### 文書の抜粋
•••
妻と離婚した後の、喪失感を抱えながら生きている日々を、20代から30代、6篇に分けて描いた連作短篇集。

「お茶の時間」は、離婚後の主人公が勤めた、業務用機器の取扱説明書を制作しているカルタ企画という会社での日々を描く。
「わすれない顔」は、別れた妻の伊知子と貧乏新婚旅行で島根へ行った思い出を語る。
「高田馬場の馬鹿」は、妻と別れた喪失感を埋めてくれた、3歳下の千絵ちゃんという同僚女性と初めて出会った時のことを回想する。
「茄子の輝き」は、千絵ちゃんが退職する日、2人で送別会を行った時の回想。
「街々、女たち」は、たまたま自分のアパートに泊めることになった若い女性との出会いを描く。
「今日の記念」は、その女性と偶然に再会した時のことを描く

市瀬という男性の、大袈裟かもしれませんが、妻と離婚後の魂の彷徨、といった印象を受ける連作短篇集。
自暴自棄にならず、喪失感をじっと抱きしめている主人公の過ごす時間に愛おしさを感じる思いです。
しかし、いずれ変化の時は訪れるもの。
•••
### エントリ一覧

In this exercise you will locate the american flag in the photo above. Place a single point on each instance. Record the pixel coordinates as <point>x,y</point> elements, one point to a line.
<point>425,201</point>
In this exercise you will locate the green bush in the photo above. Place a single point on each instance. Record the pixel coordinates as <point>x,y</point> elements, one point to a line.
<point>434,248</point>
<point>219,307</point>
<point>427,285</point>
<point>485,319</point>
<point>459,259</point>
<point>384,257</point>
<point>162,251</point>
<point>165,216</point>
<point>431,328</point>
•••
### 課題一覧
1. 連作短篇集の紹介文について、次の問いに答えてください。
(a) 「お茶の時間」で主人公が勤めた会社の名前は何か。
(b) 「わすれない顔」で語られる貧乏新婚旅行の行き先はどこか。
(c) 千絵ちゃんは主人公より何歳下か。
2. 「In this exercise you will locate the green」を含む行から「<point>427,285</point>」を含む行までのエントリを、列名「内容」と「回答」の2列CSVに書き換えてください。各フィールドは引用符で囲み、改行は空白に置き換えること。

### 解答例
1.
(a) カルタ企画
(b) 島根
(c) 3歳下

2.
内容,回答
"In this exercise you will locate the green bush in the photo above. Place a single point on each instance. Record the pixel coordinates as <point>x,y</point> elements, one point to a line.","<point>434,248</point> <point>219,307</point> <point>427,285</point>"